Like many people who only watch things when they come on Netflix, I finally saw Finding Dory earlier this month. I haven't been this conflicted about a Pixar movie since I realized how much objectivism lurks beneath the surface of The Incredibles.

There's a lot to like about Finding Dory. It's funny, it has some terrific set pieces, and the animation shows you exactly how far technology has come since Finding Nemo. You could remove Marlin and Nemo from the movie entirely with minimal impact on the plot and themes, and there's a bit of retreading the original (when a human rescue team scooped Dory out of the water and Marlin screamed in horror, I actually groaned aloud), but it's not nearly as sequelly as it could have been. It has one of the best treatments of disability I've ever seen in a children's movie--some critics were grumpy about the fact that Destiny's near-sightedness and Hank's missing limb never played a plot role, but I thought it was the disability equivalent of the women in the background of The Force Awakens. What's more, it made me cry harder than any other Pixar movie, Up and Inside Out included

And that's the problem.

People accuse Pixar of being emotionally manipulative on a pretty regular basis, and it's an accusation that usually falls flat with me. Art manipulates emotion, plain and simple. Some stories do it more skillfully than others, but all stories do it. Horror writers choose their words carefully to manipulate you into feeling fear. Romance writers choose their words carefully to manipulate you into twisting with anxiety when Guy and Girl hit a rough spot and sighing contentedly when they fall into each other's arms again. Pixar chooses its words and imagery carefully to manipulate you into sobbing like a hungry, colicky, wet-diapered baby with five teeth coming in at once. That's what they do.

-- Source material --
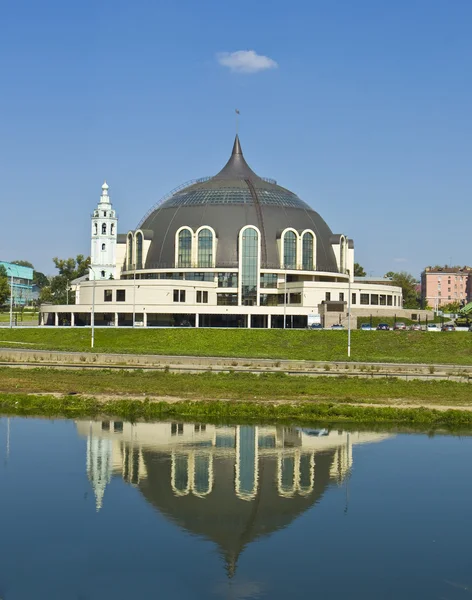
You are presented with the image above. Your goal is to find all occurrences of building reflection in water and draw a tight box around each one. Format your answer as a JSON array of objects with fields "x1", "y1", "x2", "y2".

-- The task --
Rewrite the stretch from "Like many people" through "surface of The Incredibles." in the piece on Finding Dory, putting "Disney+" in place of "Netflix".

-- Solution for this problem --
Like many people who only watch things when they come on Disney+, I finally saw Finding Dory earlier this month. I haven't been this conflicted about a Pixar movie since I realized how much objectivism lurks beneath the surface of The Incredibles.